**Task**
The expected output is the data below, character for character, without its pictures.

**Working data**

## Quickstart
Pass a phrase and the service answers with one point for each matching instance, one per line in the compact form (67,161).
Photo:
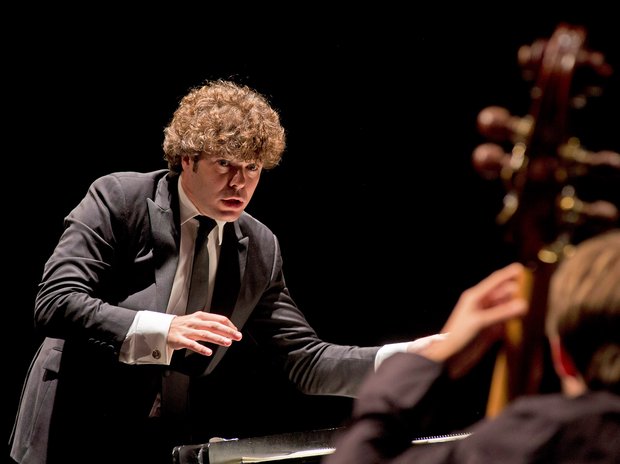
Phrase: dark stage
(382,219)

**Answer to the exercise**
## Quickstart
Pass a phrase and the service answers with one point for each matching instance, one per line in the compact form (67,161).
Photo:
Phrase: dark stage
(382,219)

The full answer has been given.